WRITTEN PROBLEM ::
Pull out every line of the records below that contains the word "gray".

--- START OF LISTED RECORDS ---

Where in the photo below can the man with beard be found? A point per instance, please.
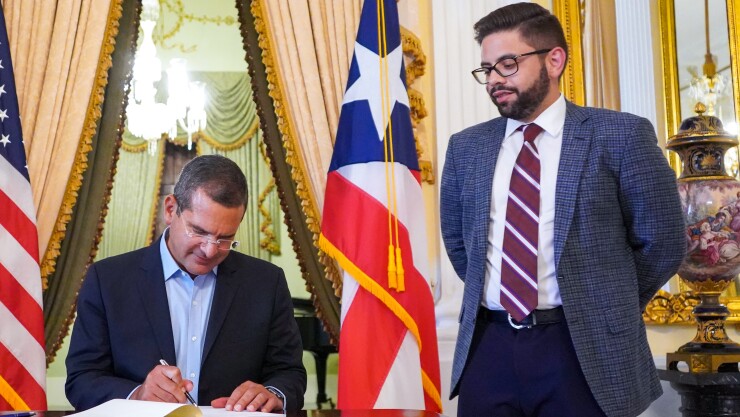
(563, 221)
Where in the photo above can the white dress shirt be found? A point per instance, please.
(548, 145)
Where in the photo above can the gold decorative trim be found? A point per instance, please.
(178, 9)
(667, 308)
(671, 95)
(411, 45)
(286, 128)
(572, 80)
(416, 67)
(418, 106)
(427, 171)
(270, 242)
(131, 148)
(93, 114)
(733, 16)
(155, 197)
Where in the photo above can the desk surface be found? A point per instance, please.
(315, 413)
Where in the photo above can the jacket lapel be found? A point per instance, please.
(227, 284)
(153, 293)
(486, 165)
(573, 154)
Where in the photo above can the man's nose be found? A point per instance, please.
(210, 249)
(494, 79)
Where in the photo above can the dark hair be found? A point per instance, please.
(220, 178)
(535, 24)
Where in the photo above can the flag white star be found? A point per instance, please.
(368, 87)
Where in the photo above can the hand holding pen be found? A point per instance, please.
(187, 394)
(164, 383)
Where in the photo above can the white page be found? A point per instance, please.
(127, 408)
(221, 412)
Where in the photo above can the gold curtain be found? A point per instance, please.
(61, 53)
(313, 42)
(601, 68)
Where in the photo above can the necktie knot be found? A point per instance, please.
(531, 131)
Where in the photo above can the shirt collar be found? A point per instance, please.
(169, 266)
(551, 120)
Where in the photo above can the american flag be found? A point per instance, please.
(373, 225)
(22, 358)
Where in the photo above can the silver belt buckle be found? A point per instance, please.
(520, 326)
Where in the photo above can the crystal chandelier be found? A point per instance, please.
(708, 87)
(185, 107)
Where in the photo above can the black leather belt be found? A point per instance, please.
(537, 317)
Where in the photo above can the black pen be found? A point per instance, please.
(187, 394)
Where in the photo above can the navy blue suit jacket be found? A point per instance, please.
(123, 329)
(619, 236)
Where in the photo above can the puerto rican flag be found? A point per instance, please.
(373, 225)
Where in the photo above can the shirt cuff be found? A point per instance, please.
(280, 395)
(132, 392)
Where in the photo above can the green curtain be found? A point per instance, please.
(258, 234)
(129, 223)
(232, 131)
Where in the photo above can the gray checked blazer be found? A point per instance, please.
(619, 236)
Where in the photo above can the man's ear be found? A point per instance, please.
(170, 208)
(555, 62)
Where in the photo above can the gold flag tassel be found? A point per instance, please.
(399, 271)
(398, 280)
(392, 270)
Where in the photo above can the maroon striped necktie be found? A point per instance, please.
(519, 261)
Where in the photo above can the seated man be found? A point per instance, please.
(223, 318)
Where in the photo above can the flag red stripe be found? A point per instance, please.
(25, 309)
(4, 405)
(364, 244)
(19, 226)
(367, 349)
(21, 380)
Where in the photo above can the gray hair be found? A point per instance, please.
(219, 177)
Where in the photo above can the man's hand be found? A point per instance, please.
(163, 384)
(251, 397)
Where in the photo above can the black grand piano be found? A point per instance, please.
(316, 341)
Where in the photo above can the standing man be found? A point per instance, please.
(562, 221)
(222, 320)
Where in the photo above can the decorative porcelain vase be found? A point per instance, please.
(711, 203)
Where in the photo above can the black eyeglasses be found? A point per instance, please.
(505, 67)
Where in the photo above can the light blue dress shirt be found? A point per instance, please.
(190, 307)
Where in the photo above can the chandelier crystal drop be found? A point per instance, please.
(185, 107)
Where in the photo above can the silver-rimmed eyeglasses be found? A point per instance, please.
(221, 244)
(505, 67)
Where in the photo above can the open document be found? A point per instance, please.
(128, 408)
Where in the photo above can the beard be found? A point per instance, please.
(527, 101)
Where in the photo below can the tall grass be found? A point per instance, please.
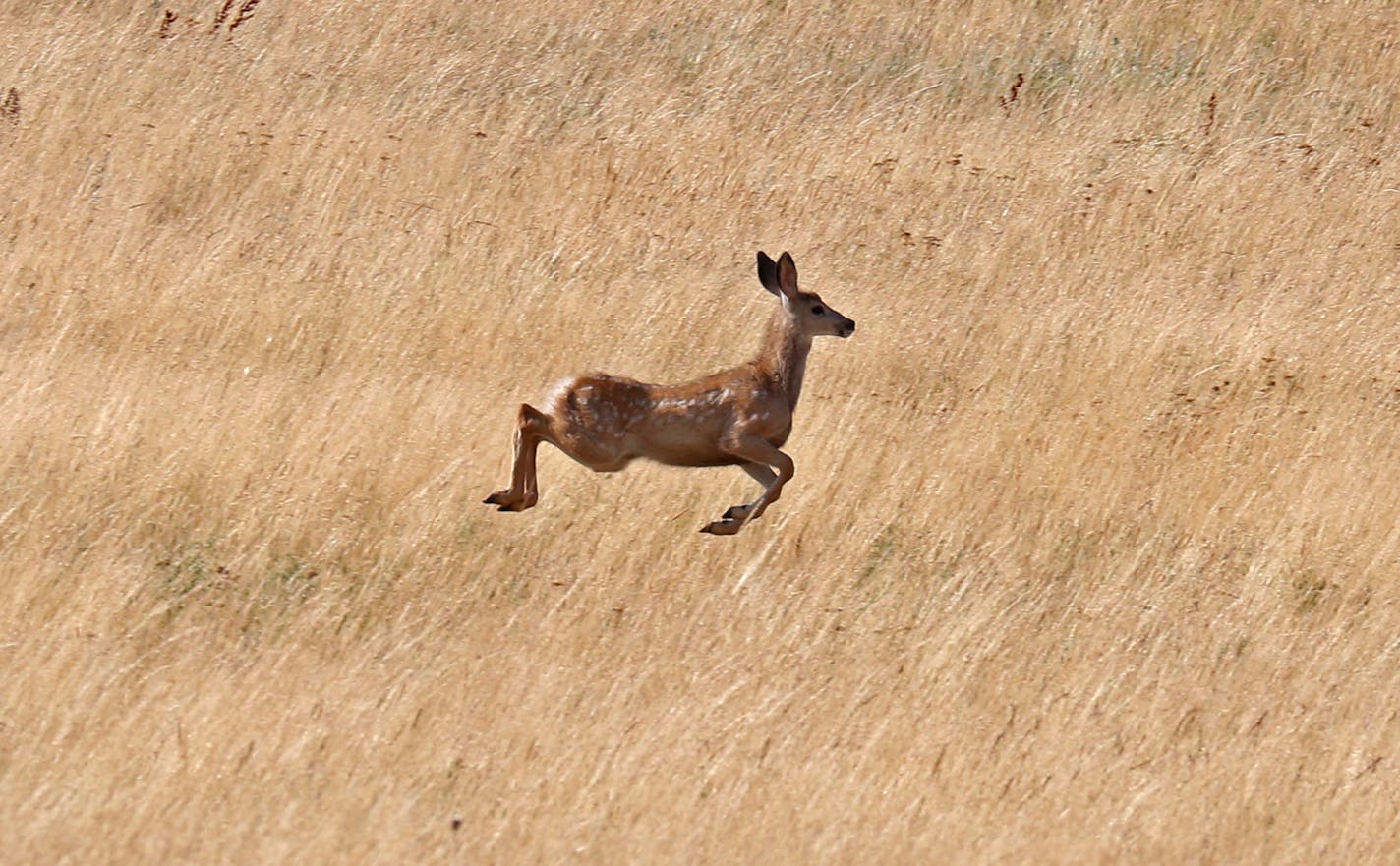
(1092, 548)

--- END OF LISTED RECORDS ---
--- START OF LISTED RECORDS ---

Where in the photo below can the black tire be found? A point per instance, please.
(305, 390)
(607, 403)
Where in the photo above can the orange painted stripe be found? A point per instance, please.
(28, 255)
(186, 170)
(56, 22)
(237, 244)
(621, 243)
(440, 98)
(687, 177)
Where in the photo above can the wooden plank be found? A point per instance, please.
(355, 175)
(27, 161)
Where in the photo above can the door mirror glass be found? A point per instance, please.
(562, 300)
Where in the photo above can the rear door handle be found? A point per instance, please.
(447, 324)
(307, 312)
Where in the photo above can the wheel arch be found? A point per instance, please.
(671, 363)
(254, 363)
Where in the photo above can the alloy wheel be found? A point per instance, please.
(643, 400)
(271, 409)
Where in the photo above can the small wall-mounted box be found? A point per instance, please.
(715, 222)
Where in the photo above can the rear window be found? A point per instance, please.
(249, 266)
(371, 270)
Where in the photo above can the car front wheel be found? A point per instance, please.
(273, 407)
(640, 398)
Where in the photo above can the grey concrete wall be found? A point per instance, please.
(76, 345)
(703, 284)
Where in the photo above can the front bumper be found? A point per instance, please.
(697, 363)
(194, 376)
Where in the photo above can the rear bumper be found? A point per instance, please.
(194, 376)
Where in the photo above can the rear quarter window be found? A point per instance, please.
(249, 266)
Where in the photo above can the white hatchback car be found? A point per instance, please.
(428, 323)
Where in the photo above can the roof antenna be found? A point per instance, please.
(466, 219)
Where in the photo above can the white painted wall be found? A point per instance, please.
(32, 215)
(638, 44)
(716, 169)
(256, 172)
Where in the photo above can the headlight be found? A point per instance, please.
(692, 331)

--- END OF LISTED RECORDS ---
--- START OF LISTED RECORDS ---

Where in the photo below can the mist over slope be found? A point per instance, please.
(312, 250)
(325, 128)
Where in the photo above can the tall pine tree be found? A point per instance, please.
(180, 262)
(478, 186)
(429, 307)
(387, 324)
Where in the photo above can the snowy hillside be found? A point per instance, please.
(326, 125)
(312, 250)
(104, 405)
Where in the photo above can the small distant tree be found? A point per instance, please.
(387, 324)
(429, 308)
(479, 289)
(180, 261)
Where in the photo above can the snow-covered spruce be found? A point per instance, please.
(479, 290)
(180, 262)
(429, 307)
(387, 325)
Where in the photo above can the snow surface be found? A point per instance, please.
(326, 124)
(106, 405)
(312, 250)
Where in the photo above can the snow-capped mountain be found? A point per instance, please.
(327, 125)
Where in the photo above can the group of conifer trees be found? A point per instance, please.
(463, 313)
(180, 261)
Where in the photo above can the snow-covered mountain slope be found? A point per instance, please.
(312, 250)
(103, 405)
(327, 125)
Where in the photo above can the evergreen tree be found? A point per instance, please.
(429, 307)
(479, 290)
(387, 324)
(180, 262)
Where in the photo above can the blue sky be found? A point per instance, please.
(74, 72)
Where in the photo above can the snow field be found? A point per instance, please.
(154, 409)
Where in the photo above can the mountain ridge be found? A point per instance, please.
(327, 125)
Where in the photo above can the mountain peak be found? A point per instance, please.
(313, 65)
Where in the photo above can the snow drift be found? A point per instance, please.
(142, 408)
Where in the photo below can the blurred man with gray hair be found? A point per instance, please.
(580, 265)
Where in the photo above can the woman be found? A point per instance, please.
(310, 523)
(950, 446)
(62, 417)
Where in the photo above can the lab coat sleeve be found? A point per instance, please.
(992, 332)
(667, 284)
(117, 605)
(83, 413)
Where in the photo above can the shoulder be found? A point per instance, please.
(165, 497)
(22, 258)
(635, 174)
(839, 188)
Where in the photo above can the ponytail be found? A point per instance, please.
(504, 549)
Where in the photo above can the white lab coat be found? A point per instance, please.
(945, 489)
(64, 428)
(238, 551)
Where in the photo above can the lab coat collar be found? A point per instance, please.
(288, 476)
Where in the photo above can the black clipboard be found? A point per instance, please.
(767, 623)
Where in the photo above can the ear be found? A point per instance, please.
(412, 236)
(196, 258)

--- END OF LISTED RECORDS ---

EXPECTED ANSWER ::
Where in the photo above can the gray checked blazer be found? A point per instance, please.
Where in the photo above can the gray hair be found? A point per instance, please.
Where in the photo below can the blurred man with gray hair be found? A point per instance, please.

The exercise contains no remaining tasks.